**Direction A:**
From the passage on the online document-automation market, list every distribution channel it names for electronic documents.
**Direction B:**
Pick up the passage on the online document-automation market after its final sentence and write its next paragraph.
____ Text section
In addition, the commercial market for document automation of electronic
documents designed for use with the Internet, intranets and commercial on-line
services has only recently begun to develop, and the success of the Company's
products designed for this market will depend, in part, on their compatibility
with such services. It is difficult to predict with any assurance whether the
Internet, intranets and commercial on-line services will prove to be a viable
commercial marketplace or whether the demand for related products and services
will increase or decrease in the future. Since the increased commercial use of
the Internet, intranets and commercial on-line services could require
substantial modification and customization of certain of the Company's products
and services and the introduction of new products and services, there can be no
assurance that the Company will be able to effectively or successfully compete
in this emerging market.
________
____ Data records
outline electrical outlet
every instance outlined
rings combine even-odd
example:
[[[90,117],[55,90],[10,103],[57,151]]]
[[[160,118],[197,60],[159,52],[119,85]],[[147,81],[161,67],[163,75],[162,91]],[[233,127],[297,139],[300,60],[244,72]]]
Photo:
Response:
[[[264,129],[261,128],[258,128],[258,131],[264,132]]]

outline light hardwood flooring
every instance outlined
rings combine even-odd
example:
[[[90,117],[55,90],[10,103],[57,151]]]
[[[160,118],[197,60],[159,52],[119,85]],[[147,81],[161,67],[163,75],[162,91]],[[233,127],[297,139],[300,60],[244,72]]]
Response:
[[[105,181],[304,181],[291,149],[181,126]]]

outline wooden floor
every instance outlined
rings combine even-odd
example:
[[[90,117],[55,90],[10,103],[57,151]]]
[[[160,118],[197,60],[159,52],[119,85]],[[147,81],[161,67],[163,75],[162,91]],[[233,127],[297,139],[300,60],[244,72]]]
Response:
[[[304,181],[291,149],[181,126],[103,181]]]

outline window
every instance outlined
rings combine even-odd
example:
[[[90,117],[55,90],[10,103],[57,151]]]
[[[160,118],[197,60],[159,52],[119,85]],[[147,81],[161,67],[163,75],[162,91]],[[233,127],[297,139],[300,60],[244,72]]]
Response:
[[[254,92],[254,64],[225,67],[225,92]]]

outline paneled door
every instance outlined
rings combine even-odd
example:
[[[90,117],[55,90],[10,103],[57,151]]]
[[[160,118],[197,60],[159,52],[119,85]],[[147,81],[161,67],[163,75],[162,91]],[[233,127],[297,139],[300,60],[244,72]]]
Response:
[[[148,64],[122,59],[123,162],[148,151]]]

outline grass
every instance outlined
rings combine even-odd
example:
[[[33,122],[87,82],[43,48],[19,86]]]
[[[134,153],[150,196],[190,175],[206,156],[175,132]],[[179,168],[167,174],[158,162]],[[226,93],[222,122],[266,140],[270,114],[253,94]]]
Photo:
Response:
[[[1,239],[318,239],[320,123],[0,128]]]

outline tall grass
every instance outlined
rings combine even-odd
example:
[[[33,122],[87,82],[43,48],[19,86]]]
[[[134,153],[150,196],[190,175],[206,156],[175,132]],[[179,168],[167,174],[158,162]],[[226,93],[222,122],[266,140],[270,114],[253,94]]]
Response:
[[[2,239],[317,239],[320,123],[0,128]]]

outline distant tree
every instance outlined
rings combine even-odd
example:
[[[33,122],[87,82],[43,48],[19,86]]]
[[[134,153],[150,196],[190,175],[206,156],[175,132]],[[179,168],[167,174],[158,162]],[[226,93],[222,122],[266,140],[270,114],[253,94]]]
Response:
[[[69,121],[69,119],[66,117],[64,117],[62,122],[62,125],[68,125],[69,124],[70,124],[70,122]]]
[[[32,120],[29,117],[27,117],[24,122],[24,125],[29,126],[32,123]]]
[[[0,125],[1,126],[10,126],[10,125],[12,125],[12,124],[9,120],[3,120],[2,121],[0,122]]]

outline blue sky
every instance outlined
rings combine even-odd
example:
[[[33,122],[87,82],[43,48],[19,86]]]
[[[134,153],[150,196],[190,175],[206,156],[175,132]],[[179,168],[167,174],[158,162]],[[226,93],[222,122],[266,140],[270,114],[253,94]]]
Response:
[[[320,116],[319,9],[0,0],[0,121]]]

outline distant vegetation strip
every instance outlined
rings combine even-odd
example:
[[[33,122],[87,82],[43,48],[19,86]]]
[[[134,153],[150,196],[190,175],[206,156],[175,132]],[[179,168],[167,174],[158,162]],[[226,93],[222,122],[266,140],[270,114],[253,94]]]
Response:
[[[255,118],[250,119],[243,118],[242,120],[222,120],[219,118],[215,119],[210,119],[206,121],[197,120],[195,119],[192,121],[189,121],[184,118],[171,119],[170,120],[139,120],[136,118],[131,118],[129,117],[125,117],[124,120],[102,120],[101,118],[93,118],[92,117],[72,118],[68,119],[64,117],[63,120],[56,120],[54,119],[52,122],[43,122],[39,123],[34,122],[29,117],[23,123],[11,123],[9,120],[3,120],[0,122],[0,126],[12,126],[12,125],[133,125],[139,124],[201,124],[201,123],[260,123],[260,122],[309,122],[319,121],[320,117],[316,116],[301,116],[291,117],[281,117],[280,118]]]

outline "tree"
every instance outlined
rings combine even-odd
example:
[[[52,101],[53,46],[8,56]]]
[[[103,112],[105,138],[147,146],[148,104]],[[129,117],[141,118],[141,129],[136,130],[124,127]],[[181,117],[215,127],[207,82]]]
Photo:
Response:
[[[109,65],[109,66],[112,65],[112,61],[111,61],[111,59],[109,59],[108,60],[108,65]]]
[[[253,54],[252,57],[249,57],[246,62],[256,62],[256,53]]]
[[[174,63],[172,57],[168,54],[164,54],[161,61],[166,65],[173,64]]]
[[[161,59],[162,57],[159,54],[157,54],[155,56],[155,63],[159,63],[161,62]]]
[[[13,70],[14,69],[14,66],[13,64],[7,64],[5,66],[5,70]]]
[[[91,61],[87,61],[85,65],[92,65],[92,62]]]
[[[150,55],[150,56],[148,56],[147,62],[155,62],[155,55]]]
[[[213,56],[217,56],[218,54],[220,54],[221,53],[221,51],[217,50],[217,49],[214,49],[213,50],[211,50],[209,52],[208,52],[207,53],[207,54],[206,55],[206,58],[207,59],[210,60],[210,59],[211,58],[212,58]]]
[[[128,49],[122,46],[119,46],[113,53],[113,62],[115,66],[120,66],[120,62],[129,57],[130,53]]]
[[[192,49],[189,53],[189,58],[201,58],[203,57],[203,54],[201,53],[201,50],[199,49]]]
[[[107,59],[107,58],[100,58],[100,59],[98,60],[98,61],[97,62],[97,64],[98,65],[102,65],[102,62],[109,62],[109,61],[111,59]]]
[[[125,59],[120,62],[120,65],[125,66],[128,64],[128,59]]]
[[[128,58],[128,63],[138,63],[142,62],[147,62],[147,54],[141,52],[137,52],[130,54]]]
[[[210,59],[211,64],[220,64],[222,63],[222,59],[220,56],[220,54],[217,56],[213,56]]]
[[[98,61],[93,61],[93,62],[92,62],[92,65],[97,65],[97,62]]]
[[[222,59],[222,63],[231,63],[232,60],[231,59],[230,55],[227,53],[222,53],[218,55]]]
________
**Written reply A:**
Internet
intranets
commercial on-line services

**Written reply B:**
Management of Change; Dependence Upon Key Personnel. The Company has
recently experienced a period of growth in total revenues. The Company's ability
to compete effectively and to manage future change will require the Company to
continue to improve its financial and management controls, reporting systems and
procedures on a timely basis and to expand, train and manage its employee work
force. There can be no assurance that the Company will be able to do so
successfully. The Company's failure to do so could have a material adverse
effect on the Company's business, operating results and financial condition. The
Company's future performance depends in significant part upon the continued
service of its key technical, sales and senior management personnel, none of
whom are parties to employment agreements with the Company. The loss of the
services of one or more of the Company's executive officers could have a
material adverse effect on the Company's business, operating results and
financial condition. The Company's future success also depends on its continuing
ability to attract and retain highly-qualified product development, sales and
managerial personnel. Competition for such personnel is intense, and there can
be no assurance that the Company will be able to retain its key employees or
that it will be able to attract, assimilate or retain other highly qualified
product development, sales and managerial personnel in the future. See "Control
by Xerox" above.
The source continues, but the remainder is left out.